(RECORDS PROVIDED begins)

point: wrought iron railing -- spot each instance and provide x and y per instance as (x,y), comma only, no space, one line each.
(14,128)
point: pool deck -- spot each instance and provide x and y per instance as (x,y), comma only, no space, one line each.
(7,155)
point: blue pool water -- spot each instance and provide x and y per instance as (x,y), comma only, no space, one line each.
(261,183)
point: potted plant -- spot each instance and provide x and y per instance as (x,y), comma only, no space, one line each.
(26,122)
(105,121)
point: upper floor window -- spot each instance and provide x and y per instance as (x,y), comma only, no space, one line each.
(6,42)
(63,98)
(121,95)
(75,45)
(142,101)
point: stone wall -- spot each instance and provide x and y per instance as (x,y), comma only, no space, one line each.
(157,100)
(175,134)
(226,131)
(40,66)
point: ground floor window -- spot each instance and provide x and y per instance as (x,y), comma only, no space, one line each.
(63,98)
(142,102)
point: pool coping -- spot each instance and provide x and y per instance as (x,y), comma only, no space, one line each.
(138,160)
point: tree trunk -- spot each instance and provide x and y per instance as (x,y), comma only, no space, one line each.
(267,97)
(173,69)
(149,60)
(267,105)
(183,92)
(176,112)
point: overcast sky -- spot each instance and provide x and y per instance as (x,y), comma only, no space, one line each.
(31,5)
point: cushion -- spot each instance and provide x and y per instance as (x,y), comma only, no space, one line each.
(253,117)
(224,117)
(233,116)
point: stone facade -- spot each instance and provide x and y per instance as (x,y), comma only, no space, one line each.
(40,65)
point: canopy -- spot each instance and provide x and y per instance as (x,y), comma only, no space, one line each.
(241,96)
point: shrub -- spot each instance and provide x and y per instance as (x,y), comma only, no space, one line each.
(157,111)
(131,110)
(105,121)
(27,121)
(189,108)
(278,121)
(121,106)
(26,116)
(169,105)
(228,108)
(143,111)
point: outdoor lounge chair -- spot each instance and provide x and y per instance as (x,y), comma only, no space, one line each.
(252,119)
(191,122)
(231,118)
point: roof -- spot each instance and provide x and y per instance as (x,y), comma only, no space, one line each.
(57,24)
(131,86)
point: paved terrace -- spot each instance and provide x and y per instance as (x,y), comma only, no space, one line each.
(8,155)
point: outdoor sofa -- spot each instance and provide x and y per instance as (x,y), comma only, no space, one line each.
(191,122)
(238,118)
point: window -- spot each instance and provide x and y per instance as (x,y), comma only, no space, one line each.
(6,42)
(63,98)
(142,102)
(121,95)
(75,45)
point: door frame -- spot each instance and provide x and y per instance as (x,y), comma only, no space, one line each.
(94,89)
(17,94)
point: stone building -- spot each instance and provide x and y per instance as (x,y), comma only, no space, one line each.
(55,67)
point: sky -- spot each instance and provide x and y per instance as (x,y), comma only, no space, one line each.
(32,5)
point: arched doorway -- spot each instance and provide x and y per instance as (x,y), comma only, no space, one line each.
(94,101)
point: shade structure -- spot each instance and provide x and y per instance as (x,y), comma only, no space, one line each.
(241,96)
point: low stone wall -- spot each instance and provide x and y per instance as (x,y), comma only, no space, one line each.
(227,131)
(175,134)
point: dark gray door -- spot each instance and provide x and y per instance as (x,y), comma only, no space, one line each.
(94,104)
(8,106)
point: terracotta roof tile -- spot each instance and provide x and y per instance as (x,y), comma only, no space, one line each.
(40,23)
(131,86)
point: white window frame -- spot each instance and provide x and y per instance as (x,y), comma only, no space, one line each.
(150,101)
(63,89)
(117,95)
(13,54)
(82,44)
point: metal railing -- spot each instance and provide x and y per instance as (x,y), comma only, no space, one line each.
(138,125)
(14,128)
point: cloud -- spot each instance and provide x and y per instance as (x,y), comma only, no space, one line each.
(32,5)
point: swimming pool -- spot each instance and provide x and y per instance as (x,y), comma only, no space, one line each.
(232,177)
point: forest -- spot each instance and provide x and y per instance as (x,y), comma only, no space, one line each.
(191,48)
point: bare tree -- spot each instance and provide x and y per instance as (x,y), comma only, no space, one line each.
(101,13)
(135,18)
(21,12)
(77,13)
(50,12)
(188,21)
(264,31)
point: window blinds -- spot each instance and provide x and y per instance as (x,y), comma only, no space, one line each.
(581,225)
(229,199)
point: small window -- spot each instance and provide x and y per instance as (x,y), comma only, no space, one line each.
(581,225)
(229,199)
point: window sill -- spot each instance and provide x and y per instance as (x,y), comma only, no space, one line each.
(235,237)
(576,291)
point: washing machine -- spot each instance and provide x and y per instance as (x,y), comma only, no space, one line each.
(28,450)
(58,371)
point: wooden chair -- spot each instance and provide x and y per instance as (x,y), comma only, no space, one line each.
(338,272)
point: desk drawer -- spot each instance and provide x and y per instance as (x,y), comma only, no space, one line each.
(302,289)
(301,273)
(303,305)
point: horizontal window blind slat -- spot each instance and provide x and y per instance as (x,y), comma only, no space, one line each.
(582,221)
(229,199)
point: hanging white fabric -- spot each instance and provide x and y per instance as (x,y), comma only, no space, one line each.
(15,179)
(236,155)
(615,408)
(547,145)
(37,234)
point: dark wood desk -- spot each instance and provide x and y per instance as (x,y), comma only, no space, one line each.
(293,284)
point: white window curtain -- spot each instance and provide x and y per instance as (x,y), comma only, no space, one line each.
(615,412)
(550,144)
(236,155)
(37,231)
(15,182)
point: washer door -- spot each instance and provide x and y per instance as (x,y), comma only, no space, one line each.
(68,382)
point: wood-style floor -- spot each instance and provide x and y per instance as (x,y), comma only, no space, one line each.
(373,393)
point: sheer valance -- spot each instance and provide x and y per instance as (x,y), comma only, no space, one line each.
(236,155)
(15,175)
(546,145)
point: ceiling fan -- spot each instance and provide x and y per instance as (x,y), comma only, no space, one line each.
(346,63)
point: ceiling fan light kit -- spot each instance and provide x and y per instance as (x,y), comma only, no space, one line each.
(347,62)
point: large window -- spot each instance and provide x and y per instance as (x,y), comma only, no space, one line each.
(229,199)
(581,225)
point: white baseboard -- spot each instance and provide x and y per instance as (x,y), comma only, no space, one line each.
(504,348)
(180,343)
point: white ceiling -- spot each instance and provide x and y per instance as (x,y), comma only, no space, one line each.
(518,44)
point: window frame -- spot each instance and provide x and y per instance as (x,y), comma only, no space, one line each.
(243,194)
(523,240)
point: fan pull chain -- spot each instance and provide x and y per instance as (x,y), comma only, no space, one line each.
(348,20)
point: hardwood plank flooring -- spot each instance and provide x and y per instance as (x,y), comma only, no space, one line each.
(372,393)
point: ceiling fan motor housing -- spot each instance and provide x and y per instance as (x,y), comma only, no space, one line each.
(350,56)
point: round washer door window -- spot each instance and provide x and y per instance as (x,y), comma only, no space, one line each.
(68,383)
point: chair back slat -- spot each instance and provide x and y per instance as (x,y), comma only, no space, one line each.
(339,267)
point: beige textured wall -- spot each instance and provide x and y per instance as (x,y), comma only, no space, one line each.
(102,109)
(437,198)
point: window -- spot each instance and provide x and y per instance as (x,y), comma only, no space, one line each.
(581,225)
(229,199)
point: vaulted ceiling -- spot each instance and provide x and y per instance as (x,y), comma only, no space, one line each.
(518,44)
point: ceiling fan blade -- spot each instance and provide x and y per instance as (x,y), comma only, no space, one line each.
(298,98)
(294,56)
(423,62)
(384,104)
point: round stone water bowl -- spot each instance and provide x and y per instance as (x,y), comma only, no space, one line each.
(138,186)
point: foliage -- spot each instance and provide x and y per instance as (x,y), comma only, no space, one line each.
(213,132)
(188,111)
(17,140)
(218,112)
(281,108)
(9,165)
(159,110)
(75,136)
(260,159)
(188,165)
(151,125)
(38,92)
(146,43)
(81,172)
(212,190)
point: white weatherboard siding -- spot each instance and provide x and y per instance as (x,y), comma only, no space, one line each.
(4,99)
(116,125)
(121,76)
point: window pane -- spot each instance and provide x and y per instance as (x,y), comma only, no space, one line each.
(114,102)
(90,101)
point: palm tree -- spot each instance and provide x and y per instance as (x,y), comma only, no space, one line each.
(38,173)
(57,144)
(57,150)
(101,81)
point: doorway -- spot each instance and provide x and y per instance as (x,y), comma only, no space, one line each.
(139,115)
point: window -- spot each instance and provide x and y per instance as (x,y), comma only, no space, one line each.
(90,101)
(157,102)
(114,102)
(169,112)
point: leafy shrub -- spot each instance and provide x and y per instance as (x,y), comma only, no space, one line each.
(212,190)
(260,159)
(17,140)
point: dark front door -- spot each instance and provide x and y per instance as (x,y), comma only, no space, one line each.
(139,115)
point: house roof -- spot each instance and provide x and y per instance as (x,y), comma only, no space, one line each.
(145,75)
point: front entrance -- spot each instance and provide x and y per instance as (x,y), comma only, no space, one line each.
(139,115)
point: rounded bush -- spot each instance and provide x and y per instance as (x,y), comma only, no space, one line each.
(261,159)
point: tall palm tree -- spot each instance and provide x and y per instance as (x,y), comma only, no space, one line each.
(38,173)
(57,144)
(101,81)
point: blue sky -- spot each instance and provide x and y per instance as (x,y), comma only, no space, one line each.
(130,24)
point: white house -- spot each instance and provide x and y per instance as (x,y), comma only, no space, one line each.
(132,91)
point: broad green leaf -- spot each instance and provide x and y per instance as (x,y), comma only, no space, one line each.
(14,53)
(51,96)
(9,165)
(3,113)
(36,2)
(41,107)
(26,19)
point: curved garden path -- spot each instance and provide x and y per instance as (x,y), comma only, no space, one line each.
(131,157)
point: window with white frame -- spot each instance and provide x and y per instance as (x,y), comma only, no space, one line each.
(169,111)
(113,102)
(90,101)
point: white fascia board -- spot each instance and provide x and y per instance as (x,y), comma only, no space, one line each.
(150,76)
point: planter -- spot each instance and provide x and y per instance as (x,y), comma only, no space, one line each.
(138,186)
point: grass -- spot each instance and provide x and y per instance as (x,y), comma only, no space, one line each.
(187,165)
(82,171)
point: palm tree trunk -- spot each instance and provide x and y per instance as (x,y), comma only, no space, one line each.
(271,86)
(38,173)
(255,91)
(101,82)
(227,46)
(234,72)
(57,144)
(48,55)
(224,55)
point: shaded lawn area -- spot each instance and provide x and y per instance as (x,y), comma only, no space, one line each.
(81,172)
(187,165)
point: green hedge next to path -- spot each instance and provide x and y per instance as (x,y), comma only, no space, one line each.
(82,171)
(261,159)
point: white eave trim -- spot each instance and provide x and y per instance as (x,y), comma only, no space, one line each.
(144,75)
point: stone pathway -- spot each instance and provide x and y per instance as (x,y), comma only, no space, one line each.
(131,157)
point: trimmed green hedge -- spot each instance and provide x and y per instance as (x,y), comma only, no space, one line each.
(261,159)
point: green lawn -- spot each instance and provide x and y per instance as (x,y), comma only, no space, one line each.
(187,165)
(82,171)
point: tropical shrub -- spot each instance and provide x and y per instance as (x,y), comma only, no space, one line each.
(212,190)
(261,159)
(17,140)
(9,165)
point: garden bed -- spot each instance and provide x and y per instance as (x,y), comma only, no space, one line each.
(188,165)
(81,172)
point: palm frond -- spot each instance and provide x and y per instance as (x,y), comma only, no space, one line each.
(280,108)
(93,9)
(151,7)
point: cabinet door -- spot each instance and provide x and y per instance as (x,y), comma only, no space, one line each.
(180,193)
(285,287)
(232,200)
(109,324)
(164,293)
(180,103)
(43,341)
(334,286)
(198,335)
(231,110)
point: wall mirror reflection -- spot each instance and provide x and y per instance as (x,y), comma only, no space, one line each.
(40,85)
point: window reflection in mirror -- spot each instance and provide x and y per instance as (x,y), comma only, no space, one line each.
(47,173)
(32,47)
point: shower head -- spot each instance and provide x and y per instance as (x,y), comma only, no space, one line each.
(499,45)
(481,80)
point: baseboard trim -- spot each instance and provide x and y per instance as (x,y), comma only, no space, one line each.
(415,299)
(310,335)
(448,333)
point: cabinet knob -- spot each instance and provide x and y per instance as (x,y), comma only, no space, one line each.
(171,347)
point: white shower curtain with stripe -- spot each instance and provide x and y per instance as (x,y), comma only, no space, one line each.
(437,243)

(RECORDS PROVIDED ends)

**TASK ITEM**
The line containing "point: wall mirror" marks where to begin; the last line of the records marks where to stop. Copy both and all between, exactly.

**RESPONSE BOX**
point: wall mirror reflection -- spot each instance and provide x and y per instance as (x,y), comma only, no space, one line each.
(40,85)
point: window reflection in mirror -- spot each instance and provide x and y per instance as (x,y), comma only, no space, one line each.
(47,173)
(32,47)
point: shower head -- spot each instance and provide x and y per instance as (x,y), comma only, no space, one line each.
(499,45)
(481,80)
point: baseboard trim -- spot each instance and provide x and y per instance as (x,y), comma only, no space, one line each.
(415,299)
(310,335)
(448,333)
point: cabinet knob -- spot each instance and provide x and y per instance as (x,y), comma only, no space, one line each.
(171,347)
point: white shower curtain with stripe -- spot each instance and provide x and y per instance as (x,y), comma only, no space, one line each.
(437,243)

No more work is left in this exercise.